= Metin bölümü =
========

Beş # - “Evet, efendim.”

Fotoromancı veya örgücü... Bunlar artık geçmişte kaldı. Birbirine fotoroman anlatan ve yanında şiş ve çileyi her fırsatta çantasından çıkarıp eşe dosta yün örgü ören çalışana rastlanmaz oldu. Bazen, insan o köhne dairelerin eski nezih günlerini aranmıyor da değil hani.

Gözü yaşlı, eli mendilli... Ne yaparsan yap ağlamaktan hiç vazgeçmeyen çalışan. Birbirine foto-roman anlatıp ağlar, radyoda arkası yarını programını dinleyip ağlar, Peygamberin doğum gününü kutlayıp ağlar, mevlit okunurken ağlar, çocuğu üniversiteyi bitirince, askerden dönünce, evlenince ağlar, maydanoz doğrarken ağlar. Ağlamayı alışkanlık haline getiren çalışan.

========

= Liste =
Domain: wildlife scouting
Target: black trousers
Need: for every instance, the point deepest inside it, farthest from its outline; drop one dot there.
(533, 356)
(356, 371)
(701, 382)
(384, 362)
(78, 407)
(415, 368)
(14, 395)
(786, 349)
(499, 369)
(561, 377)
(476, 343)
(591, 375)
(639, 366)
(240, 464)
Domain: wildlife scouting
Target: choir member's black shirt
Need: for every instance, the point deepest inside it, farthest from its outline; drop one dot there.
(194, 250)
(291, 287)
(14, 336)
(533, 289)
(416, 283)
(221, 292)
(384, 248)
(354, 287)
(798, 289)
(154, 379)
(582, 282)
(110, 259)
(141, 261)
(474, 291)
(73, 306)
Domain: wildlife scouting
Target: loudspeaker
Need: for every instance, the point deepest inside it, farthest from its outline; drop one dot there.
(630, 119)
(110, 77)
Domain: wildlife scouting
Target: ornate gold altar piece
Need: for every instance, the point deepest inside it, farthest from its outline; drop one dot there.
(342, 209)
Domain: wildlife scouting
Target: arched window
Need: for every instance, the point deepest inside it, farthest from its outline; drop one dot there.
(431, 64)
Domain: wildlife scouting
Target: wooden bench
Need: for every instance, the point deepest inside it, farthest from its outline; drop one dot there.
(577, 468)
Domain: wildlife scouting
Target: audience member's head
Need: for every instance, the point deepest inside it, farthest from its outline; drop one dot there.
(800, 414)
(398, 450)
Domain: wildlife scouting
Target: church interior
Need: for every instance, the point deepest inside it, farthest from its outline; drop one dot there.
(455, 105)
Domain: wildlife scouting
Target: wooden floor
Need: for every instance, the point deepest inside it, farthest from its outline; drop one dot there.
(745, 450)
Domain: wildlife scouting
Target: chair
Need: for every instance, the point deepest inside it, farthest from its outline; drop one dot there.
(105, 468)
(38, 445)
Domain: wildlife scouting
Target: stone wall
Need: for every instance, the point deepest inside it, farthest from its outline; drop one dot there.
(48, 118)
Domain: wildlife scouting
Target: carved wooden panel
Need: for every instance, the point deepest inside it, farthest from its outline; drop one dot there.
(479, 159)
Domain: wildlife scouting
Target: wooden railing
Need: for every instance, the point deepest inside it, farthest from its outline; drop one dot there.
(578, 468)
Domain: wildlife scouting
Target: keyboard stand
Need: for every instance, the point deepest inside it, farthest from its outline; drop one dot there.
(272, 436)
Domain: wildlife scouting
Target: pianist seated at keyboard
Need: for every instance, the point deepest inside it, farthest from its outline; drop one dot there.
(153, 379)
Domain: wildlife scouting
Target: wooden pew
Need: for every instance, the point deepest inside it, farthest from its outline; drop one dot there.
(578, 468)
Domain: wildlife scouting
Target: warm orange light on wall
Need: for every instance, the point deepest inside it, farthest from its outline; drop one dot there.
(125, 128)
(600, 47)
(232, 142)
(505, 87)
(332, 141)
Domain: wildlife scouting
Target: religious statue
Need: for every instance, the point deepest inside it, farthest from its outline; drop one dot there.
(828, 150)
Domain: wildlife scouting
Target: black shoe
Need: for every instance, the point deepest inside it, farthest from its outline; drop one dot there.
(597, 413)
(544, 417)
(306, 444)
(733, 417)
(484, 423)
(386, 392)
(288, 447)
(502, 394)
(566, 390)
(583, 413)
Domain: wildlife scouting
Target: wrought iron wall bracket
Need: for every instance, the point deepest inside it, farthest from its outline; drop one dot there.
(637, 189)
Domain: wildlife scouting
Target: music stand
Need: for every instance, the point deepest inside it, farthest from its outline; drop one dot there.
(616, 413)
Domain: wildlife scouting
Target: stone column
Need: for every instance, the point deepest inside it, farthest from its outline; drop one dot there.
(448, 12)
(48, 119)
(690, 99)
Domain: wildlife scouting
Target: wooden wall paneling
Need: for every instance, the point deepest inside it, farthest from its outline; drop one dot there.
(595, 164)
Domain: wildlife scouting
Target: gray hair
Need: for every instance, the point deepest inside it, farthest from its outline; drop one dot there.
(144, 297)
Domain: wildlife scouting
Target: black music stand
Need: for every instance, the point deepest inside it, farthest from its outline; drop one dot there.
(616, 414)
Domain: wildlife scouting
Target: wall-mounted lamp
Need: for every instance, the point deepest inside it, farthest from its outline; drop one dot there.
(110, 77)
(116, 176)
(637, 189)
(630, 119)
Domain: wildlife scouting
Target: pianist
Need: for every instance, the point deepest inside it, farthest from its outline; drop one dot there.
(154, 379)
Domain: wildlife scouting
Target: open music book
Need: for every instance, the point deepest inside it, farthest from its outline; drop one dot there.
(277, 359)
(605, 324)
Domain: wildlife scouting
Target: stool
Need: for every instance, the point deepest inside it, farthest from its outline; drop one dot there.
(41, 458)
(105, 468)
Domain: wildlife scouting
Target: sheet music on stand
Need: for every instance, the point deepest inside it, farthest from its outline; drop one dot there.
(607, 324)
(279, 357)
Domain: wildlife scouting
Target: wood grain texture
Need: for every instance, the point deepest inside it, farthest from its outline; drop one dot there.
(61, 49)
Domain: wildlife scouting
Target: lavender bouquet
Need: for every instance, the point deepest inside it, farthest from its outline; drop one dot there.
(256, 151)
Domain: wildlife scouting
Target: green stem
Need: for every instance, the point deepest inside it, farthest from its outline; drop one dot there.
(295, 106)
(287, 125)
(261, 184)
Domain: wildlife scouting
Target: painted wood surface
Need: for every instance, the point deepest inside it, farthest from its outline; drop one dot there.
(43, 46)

========

= Görev 1 =
Çalışan tiplerini anlatan metinde fotoromancı ve örgücü çalışanlar için ne söyleniyor?
= Görev 2 =
Çalışan tiplerini anlatan metni son cümleden sonra sürdürün.
Listenin metinle bir ilgisi yoktur.

= Alıştırma cevabı 1 =
Bunların artık geçmişte kaldığı söyleniyor.

= Alıştırma cevabı 2 =
Hayır efendimci... “Evet efendimci!” olurda “Hayır efendimci!” olmaz mı hiç[i]. Bunlar genelde görmez, duymaz, söylemez ve yapmaz. Kısaca, gözünü, ağzını, burnunu, kulağını kapayıp, ellerini göbeklerinin altında kavuşturup, vazifesini yapmayan çalışan.

Heykeli dikilecek... Yaptığı işin önemini kavradıktan sonra derin bir beklenti içine girer, hiç bir zaman heykelleri dikilmeyen ama zat-ı âlisine arada bir fahri doktora verilen çalışan. 

Hop oturup, hop kalkan... Doğuştan huzursuz, en ufak bir gelişimde hemen hareketlenen, dedikodu üretme ve yayma makinesi çalışan. 

İntikam yoluna çıkarken tek mezar kazan[ii]... Ben peşinen galibim, öbür tarafı kafadan yerim mantığı ile yola çıkan çalışan.    

Kahraman... Hep sıra dışı çözümlerle kuruluşu düzlüğe çıkaran, ancak onbaşı ve çavuş rütbesi ötesine geçemeyen çalışan. 

Köprü yerine duvar inşa eden... Köprüden kolayca karşıya geçileceğini ama yüksek örülen duvarın kolayca aşılmayacağını düşünen çalışan.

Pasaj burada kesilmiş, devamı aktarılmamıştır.